BEGIN Provided information

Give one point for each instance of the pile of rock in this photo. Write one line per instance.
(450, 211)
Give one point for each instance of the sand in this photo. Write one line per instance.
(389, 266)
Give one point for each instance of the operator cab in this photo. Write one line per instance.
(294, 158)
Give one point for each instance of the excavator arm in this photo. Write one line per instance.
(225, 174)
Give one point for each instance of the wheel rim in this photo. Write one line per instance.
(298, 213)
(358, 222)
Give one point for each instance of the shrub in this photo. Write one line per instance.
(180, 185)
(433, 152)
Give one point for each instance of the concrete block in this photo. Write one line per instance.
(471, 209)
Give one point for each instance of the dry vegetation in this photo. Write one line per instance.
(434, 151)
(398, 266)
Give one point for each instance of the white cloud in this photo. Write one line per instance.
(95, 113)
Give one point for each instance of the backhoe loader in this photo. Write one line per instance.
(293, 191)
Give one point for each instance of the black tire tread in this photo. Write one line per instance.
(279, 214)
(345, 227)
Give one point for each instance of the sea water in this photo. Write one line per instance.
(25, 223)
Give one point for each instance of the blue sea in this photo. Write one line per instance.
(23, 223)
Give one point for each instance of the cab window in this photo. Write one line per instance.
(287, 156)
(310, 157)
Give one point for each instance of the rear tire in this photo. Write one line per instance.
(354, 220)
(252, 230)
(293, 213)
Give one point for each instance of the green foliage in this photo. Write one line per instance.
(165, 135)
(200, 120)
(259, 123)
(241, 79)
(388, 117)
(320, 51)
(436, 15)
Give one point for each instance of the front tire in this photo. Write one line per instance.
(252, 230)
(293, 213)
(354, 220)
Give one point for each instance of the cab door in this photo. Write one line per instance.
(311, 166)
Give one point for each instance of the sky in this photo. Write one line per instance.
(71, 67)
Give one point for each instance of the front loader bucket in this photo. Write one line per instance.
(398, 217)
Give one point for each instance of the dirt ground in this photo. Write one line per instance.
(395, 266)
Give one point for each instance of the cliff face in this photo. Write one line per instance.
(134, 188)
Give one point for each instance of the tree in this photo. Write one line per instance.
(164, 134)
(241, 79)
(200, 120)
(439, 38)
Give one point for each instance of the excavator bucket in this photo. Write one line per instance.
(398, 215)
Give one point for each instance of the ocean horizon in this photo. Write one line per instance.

END Provided information

**What to work on:**
Write out every line from the one containing "Give one point for each instance of the front tire" through the end of the entries, both included, with the requests kept as they are. Multiply each point coordinate in the answers by 1.9 and round to whole numbers, halves up.

**Correct output:**
Give one point for each instance of the front tire in this photo. Write one line per instance.
(479, 437)
(557, 405)
(673, 418)
Give one point for each instance of the cab door in this photo. Write one line per instance.
(591, 315)
Give one point for each instance of the sky in this photo. Write one line per instance.
(135, 127)
Give one point for each instance of the front loader bucket in this photo. Write one line per instance.
(756, 412)
Give one point for each instance of the dirt ground in this photo. Write one line per instance.
(751, 505)
Give one point for each instance of the cliff face in this photo. Write one line per instance.
(255, 357)
Give one point for each instance of the tree in this photo. Write one line per instance.
(312, 255)
(458, 150)
(380, 228)
(834, 72)
Give one point for each instance of the excavator bucket in this photo. Write one line per instance.
(756, 409)
Give one point for each instance of the ocean horizon in this photo. Write one line per instance.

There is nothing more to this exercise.